* _WHAT TO WORK ON_
• A. In the uninstall thread, what did the first commenter do to get around the problem?
• B. Continue the uninstall thread from its last comment.

* _SELECTED PASSAGE_

********

I was able to get around this by running oc edit and deleting any finalizers from each resource

shdn-ibm commented 3 years ago

remove the finilizer is the workaround. follow below uninstall guide https://ibm.ent.box.com/notes/860252064802

MonicaLemay commented 3 years ago

Is this a temporary workaround? Or will this be something that customers will have to do and be documented in official docs?

Also, I just looked that the box not mentioned and did a search on the word "finalizer". I could not find it. Also, I can't find an "uninstall guide" Can you paste an image of the uninstall guide or point more specifically where it is doc'ed

stewartad commented 3 years ago

As Monica mentioned, I do not see an uninstall guide, only the link to the script, which got stuck when I tried it.

********

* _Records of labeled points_
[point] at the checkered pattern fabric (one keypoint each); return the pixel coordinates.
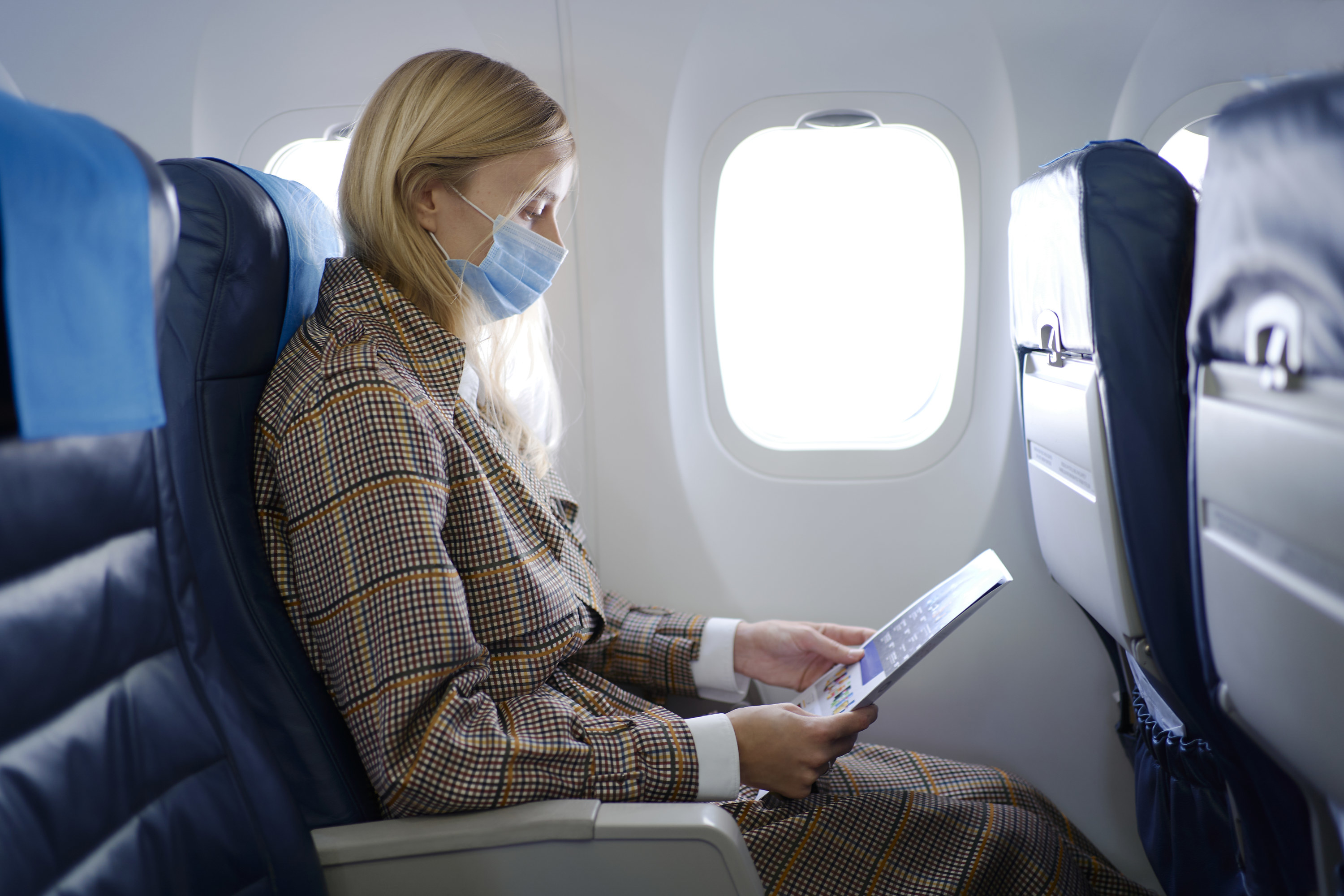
(443, 589)
(444, 593)
(886, 821)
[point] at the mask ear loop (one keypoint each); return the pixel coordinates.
(461, 285)
(495, 222)
(435, 237)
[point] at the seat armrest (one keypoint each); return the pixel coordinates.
(556, 847)
(431, 835)
(705, 823)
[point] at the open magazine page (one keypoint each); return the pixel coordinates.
(906, 640)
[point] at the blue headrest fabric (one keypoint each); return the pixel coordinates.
(1272, 221)
(314, 238)
(1113, 225)
(76, 221)
(230, 293)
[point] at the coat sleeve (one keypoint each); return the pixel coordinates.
(363, 489)
(646, 646)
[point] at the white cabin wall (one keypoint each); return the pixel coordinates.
(1198, 43)
(128, 64)
(1025, 684)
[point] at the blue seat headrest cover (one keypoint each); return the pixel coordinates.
(78, 275)
(1272, 221)
(312, 241)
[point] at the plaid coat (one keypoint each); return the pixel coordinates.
(443, 589)
(444, 594)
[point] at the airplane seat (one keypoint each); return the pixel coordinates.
(128, 763)
(248, 272)
(238, 289)
(1101, 245)
(1266, 345)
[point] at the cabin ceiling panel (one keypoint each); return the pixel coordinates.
(260, 60)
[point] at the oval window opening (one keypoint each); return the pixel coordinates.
(839, 287)
(314, 162)
(1187, 151)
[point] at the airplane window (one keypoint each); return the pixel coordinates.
(839, 283)
(1189, 151)
(315, 162)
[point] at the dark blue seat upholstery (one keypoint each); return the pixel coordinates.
(220, 336)
(1103, 250)
(1266, 340)
(128, 761)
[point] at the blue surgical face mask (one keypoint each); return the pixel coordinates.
(517, 271)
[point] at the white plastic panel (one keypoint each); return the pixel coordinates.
(1070, 491)
(1272, 539)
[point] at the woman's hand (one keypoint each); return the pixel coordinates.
(793, 655)
(785, 750)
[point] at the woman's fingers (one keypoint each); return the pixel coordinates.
(843, 634)
(831, 649)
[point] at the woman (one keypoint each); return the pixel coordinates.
(431, 559)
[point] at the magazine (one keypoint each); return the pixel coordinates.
(906, 640)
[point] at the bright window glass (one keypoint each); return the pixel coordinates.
(839, 284)
(315, 163)
(1189, 152)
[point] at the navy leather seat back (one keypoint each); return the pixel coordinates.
(1103, 249)
(1268, 482)
(128, 762)
(220, 336)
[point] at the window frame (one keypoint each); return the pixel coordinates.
(843, 464)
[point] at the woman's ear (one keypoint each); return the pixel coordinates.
(426, 206)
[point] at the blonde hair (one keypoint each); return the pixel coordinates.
(439, 119)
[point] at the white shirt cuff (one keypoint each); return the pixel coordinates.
(713, 673)
(717, 750)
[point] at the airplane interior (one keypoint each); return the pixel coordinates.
(855, 291)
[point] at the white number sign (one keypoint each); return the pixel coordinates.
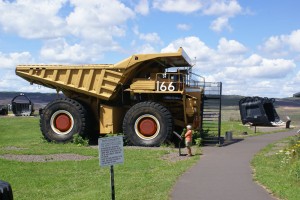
(163, 87)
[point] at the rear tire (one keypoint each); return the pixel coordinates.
(147, 124)
(62, 118)
(5, 191)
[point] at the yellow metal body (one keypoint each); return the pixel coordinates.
(110, 90)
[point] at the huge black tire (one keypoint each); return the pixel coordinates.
(5, 191)
(62, 118)
(147, 124)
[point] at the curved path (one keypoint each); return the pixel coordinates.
(225, 173)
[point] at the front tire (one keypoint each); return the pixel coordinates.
(147, 124)
(61, 119)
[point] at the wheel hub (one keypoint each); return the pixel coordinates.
(63, 122)
(147, 127)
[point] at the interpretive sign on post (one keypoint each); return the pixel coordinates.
(111, 151)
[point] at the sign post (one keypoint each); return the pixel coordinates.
(111, 152)
(180, 138)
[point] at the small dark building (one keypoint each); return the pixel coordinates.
(259, 111)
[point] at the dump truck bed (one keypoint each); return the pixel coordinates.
(100, 80)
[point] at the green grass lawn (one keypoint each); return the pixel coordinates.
(144, 175)
(279, 174)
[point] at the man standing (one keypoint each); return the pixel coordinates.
(188, 139)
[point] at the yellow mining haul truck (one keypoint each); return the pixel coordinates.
(145, 97)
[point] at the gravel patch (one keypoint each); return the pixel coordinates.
(45, 158)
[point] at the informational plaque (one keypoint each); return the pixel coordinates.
(111, 151)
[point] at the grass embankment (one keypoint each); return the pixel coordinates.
(144, 175)
(277, 167)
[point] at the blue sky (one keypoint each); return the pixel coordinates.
(253, 47)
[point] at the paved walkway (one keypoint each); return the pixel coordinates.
(225, 173)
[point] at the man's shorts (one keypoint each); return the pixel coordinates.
(188, 144)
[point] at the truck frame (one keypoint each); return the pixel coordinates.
(145, 96)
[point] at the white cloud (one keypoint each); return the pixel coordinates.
(98, 20)
(9, 61)
(181, 6)
(184, 27)
(142, 7)
(293, 40)
(241, 74)
(150, 37)
(230, 47)
(223, 8)
(220, 24)
(32, 18)
(147, 37)
(283, 45)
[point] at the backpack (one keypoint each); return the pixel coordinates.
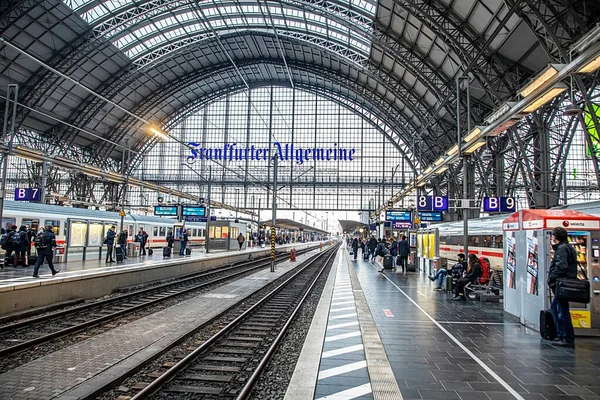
(16, 239)
(39, 242)
(485, 270)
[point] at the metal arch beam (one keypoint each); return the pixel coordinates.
(173, 88)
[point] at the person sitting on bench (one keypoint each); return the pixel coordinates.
(473, 273)
(441, 274)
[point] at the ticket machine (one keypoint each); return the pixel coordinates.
(527, 257)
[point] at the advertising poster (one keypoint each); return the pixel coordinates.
(510, 259)
(77, 234)
(532, 262)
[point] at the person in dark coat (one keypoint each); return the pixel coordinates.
(563, 265)
(403, 251)
(110, 243)
(46, 252)
(355, 247)
(21, 248)
(473, 273)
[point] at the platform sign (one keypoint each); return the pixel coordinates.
(27, 194)
(195, 211)
(165, 211)
(431, 216)
(499, 204)
(398, 215)
(432, 203)
(401, 225)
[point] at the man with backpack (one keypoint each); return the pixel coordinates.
(45, 244)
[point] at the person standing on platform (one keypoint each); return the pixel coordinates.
(110, 243)
(563, 265)
(403, 251)
(184, 240)
(241, 239)
(122, 241)
(20, 245)
(355, 247)
(45, 250)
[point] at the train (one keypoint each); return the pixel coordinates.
(486, 235)
(88, 227)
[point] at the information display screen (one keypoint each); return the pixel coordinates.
(194, 211)
(432, 216)
(165, 211)
(398, 215)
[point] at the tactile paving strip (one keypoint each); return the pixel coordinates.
(383, 381)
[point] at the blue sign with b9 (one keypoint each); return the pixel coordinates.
(27, 194)
(499, 204)
(432, 203)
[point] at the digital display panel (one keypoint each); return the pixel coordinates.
(432, 203)
(194, 211)
(398, 215)
(431, 216)
(165, 211)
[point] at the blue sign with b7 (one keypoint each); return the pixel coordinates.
(27, 194)
(499, 204)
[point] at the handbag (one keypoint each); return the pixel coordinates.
(573, 289)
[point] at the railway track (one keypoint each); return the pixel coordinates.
(23, 335)
(231, 361)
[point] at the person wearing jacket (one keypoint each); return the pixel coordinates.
(403, 251)
(563, 265)
(21, 248)
(473, 273)
(372, 245)
(110, 243)
(46, 251)
(355, 247)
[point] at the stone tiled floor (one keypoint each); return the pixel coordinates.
(440, 349)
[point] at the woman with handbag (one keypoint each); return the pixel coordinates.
(563, 266)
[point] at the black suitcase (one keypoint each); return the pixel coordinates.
(119, 254)
(547, 327)
(388, 262)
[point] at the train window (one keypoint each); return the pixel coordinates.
(486, 241)
(32, 223)
(55, 225)
(8, 222)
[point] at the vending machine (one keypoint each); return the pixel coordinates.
(528, 254)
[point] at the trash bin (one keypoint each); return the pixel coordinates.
(133, 249)
(59, 255)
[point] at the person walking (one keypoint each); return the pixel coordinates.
(21, 243)
(45, 250)
(110, 243)
(403, 251)
(241, 239)
(122, 242)
(563, 265)
(184, 240)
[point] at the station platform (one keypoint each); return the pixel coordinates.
(19, 290)
(78, 371)
(390, 336)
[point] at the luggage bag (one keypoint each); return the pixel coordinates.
(547, 327)
(388, 262)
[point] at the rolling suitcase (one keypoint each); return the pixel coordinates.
(547, 327)
(388, 262)
(119, 254)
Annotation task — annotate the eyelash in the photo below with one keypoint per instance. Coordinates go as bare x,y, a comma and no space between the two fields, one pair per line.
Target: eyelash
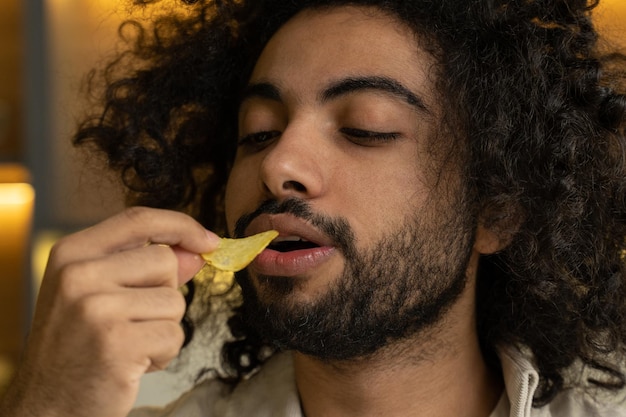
258,139
368,135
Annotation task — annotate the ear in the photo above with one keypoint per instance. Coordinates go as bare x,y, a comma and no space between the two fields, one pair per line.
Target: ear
497,228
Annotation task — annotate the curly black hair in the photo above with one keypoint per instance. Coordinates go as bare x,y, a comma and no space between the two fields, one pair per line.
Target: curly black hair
542,112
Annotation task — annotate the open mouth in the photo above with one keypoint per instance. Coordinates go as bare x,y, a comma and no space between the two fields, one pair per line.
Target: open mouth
291,243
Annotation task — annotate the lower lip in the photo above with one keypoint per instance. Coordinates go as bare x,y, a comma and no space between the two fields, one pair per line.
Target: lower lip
293,263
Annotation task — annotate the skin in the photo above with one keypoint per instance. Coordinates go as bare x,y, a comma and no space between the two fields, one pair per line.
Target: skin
108,311
109,308
306,154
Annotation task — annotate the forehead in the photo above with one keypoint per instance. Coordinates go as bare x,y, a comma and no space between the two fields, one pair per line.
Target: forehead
319,46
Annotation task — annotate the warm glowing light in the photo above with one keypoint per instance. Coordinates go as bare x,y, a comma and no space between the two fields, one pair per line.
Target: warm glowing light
42,245
18,194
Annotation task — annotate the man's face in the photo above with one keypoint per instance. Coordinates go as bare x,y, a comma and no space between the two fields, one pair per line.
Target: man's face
336,153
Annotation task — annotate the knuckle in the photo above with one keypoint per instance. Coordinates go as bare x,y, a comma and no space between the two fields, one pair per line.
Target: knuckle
137,215
92,308
71,278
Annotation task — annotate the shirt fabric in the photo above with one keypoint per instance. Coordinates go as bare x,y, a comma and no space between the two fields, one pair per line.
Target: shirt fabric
272,393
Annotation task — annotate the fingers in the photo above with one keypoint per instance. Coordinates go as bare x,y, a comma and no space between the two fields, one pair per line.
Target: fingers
134,228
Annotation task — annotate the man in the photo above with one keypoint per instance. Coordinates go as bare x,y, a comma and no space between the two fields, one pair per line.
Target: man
448,182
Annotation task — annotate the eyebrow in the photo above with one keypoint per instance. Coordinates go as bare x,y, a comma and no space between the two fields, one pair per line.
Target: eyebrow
344,87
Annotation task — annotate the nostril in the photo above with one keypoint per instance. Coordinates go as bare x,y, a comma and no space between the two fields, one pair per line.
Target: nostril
294,186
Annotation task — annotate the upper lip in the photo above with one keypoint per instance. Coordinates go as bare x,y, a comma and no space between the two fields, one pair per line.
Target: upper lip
288,227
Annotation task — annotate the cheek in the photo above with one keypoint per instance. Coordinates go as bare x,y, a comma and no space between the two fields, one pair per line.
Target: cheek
238,192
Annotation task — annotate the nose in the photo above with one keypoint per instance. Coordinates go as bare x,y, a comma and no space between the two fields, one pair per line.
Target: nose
294,165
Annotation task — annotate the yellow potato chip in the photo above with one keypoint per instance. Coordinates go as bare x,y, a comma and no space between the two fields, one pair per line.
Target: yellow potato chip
235,254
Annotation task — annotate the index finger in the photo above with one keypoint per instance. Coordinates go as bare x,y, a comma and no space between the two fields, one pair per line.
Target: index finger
135,227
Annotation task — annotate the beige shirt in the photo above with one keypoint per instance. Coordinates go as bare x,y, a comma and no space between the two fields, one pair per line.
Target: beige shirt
272,393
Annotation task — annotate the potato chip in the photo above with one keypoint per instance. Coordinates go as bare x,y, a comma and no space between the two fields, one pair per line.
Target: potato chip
235,254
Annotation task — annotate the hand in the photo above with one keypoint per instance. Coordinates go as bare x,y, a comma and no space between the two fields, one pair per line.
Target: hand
109,310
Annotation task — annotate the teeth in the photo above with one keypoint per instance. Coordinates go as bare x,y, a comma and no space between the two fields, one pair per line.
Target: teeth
289,239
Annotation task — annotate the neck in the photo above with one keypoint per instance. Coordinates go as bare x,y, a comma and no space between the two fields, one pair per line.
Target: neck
442,375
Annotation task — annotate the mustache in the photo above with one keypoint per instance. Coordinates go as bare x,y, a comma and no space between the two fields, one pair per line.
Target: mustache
336,228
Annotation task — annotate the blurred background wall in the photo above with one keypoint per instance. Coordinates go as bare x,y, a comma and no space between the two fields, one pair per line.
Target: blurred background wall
46,49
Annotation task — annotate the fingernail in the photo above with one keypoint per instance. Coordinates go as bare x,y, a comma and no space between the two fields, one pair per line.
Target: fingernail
213,238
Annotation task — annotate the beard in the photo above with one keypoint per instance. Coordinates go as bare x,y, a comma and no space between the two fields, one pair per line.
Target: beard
398,289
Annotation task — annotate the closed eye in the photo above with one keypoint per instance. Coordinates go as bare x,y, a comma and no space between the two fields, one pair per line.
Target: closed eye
365,137
258,139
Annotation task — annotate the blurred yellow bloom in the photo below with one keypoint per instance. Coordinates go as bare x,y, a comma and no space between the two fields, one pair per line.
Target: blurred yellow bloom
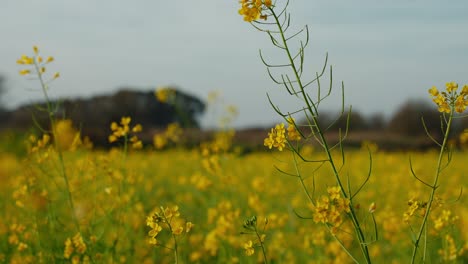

********

* _OUTPUTS FOR THE TASKS_
• A. They ran oc edit and deleted any finalizers from each resource.

• B.
shdn-ibm commented 3 years ago

The reason why hanging at finalizer is that, the installation is not successfully, and ocs operator is trying to remove something or failures. In real customer case, users need to wait until ocs operator complete the cleanup, or if there is any failure, they need to report bug to ocs. Removing the finializer is not a good method in real customer case as it may leave something in the cluster. Anyway, keep this issue open, and hold the system when this occurs and I can have a deep investigation.

shdn-ibm commented 3 years ago

cleanup guide is updated. If no capture of the same issue, we can close this.